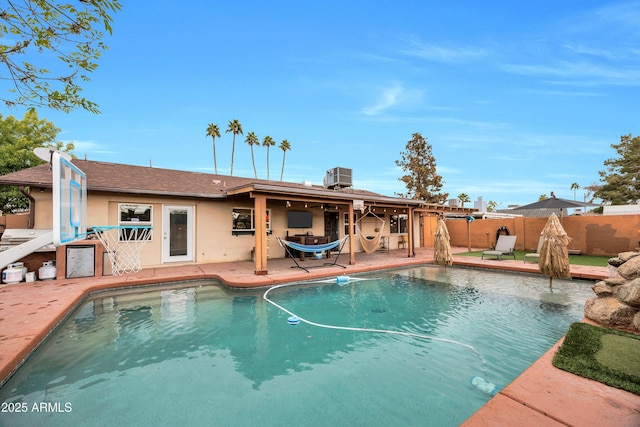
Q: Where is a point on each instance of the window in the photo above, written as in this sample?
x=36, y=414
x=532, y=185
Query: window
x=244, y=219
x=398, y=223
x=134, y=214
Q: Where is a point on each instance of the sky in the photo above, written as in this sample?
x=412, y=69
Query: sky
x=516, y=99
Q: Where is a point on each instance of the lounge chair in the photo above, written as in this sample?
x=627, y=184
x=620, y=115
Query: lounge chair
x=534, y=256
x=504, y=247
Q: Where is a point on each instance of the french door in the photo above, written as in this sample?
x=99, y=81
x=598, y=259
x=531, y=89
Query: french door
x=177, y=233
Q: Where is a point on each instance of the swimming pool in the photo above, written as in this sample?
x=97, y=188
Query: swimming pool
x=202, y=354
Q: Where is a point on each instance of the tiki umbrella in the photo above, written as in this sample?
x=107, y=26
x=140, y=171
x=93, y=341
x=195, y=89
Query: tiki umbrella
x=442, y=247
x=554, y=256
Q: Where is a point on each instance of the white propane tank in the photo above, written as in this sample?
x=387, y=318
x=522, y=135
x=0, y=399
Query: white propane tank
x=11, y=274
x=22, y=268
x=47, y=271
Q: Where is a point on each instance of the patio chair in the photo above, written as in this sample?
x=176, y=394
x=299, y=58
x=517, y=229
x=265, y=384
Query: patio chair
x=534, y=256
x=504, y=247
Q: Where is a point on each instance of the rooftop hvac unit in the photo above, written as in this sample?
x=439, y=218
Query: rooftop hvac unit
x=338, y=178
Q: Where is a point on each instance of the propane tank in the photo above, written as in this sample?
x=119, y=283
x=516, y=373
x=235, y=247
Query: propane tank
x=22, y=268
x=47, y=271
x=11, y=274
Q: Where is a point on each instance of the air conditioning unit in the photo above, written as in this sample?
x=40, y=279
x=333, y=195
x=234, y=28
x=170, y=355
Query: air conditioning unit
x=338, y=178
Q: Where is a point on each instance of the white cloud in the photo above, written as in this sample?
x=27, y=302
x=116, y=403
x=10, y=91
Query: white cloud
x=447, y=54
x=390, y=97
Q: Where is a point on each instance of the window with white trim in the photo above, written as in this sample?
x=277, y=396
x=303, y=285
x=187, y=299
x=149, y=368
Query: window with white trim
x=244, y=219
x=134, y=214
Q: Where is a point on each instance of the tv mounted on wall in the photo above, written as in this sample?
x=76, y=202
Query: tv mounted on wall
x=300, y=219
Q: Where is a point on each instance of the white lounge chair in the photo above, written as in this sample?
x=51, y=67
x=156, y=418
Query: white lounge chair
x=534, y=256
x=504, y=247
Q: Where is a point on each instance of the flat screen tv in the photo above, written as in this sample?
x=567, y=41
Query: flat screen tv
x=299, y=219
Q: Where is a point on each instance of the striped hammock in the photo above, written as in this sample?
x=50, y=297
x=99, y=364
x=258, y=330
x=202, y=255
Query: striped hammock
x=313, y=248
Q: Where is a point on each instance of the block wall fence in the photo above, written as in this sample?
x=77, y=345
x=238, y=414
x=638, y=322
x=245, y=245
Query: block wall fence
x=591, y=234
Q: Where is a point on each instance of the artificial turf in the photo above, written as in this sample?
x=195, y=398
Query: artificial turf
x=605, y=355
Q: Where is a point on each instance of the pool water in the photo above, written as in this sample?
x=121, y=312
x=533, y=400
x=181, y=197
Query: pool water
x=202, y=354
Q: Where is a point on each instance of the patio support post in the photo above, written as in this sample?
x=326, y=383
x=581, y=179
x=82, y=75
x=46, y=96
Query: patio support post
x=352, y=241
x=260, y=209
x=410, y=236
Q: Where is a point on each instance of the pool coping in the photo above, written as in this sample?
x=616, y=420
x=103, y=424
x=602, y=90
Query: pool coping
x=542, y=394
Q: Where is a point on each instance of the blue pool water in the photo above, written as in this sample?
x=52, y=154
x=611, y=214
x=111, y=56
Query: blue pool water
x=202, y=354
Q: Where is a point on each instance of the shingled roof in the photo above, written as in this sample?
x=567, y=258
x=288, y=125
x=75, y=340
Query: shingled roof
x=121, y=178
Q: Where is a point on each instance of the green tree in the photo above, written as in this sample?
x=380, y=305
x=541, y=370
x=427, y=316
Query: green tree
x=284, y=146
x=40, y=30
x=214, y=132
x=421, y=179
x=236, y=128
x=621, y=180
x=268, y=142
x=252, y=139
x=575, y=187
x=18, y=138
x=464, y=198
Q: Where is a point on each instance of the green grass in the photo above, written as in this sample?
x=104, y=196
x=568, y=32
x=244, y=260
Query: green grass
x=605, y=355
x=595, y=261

- - - -

* **The exercise**
Rewrite all of the data above, changing every "Query" to "Target" and keeping everything else the same. Leave out the pictures.

* **Correct result**
Q: Where is a point on each instance of the window in the photo above, written as in this sample?
x=36, y=414
x=532, y=185
Target: window
x=244, y=219
x=398, y=223
x=134, y=214
Q: Where is a point on each instance of the sky in the photo above, written as in this sample?
x=412, y=69
Target: sky
x=516, y=99
Q: Where is a point on each instance of the lounge chair in the photo above, written as in this sample?
x=627, y=184
x=620, y=115
Target: lounge chair
x=534, y=256
x=504, y=247
Q: Where is a point on each instance of the french door in the photo above, written as in this sample?
x=99, y=81
x=598, y=259
x=531, y=89
Target: french door
x=177, y=233
Q: Where is a point on each instance of the swimming pool in the photo above, written as in this sample?
x=97, y=188
Target: swimming pool
x=202, y=354
Q: Where is a point on each instance of the tiki umbrella in the photo above, written as in this sample?
x=107, y=26
x=140, y=171
x=93, y=341
x=195, y=89
Target: tiki umbrella
x=442, y=247
x=554, y=256
Q: Where is a point on each instance of the white propane tank in the photo above, written as in this sample?
x=387, y=318
x=522, y=135
x=0, y=399
Target: white propane tank
x=11, y=274
x=22, y=268
x=47, y=271
Q: Where is a point on each instance of the patio chair in the photo above, written as in this sample?
x=176, y=394
x=299, y=58
x=517, y=229
x=265, y=384
Target: patio chair
x=534, y=256
x=504, y=247
Q: Where is a point on each instance of the rooftop hvac unit in the photo above, written as in this sample?
x=439, y=218
Target: rooftop hvac unit
x=338, y=178
Q: Where is a point on each instance of the propane tank in the photo above, written as in this sample?
x=119, y=283
x=516, y=373
x=235, y=247
Target: propane tank
x=22, y=268
x=47, y=271
x=11, y=274
Q: Where is a point on each instance of the air conditioning unit in the photo above, written as in this sample?
x=40, y=279
x=333, y=195
x=234, y=28
x=170, y=355
Target: air conditioning unit
x=338, y=178
Q: Where is a point on each instance of the white cloud in the photo above, written as in this sample?
x=27, y=302
x=116, y=403
x=10, y=91
Target: white cloud
x=447, y=54
x=390, y=97
Q: Where is a point on each instance of the window with white trim in the photo above, written as in this sample?
x=277, y=396
x=303, y=285
x=187, y=299
x=149, y=368
Target: window with white trim
x=244, y=219
x=134, y=214
Q: Where is a point on each instance of the tv mounted on wall in the photo above, written as in this sample?
x=76, y=202
Target: tv mounted on wall
x=300, y=219
Q: Where is a point on each instance of the white lounge chair in the photo above, written as in this sample?
x=51, y=67
x=156, y=418
Target: white lounge chair
x=534, y=256
x=504, y=247
Q: Where is a point on each instance of the flat screen tv in the photo above, written as in this sample?
x=567, y=41
Target: flat screen tv
x=299, y=219
Q: Where is a point on each instance of the striped hammock in the photo above, written as in this sample?
x=50, y=297
x=99, y=364
x=258, y=330
x=202, y=255
Target: striped hammock
x=313, y=248
Q: Where is a point on each instance of the block wall fence in the photo above, written as in this sample?
x=77, y=345
x=238, y=414
x=638, y=322
x=245, y=245
Target: block wall fence
x=591, y=234
Q: Where is a point on each instance of the artificial turf in the photo above, written as in this sample?
x=195, y=398
Target: artificial turf
x=605, y=355
Q: Where is a point on each instance of the pool water in the photo above, written as in this sample?
x=121, y=312
x=533, y=400
x=181, y=197
Target: pool water
x=202, y=354
Q: Where is a point on each instance of the patio support post in the photo above, written as in this sample?
x=326, y=383
x=581, y=179
x=82, y=75
x=46, y=96
Target: patio support post
x=352, y=241
x=260, y=209
x=410, y=236
Q: Where is a point on each instance of the pool coping in the photo above, written as in this sample?
x=616, y=420
x=103, y=424
x=602, y=90
Target: pool coping
x=542, y=394
Q: Where is a point on each instance of the blue pool water in the photo above, written as in this sample?
x=52, y=154
x=611, y=214
x=111, y=56
Target: blue pool water
x=202, y=354
Q: Where is a point on each instance of the shingled roof in the photo above, written as in this sample?
x=567, y=258
x=288, y=125
x=75, y=340
Target: shingled roof
x=121, y=178
Q: Where is a point on each instance of the green tree in the photo above, written as in this sample?
x=380, y=305
x=541, y=370
x=427, y=316
Target: green tree
x=284, y=146
x=40, y=30
x=214, y=132
x=421, y=179
x=236, y=128
x=621, y=180
x=268, y=142
x=252, y=139
x=575, y=187
x=18, y=138
x=464, y=198
Q: Where is a point on each instance of the green grass in the photo above, written as in this sample?
x=104, y=196
x=568, y=32
x=244, y=260
Target: green grass
x=605, y=355
x=595, y=261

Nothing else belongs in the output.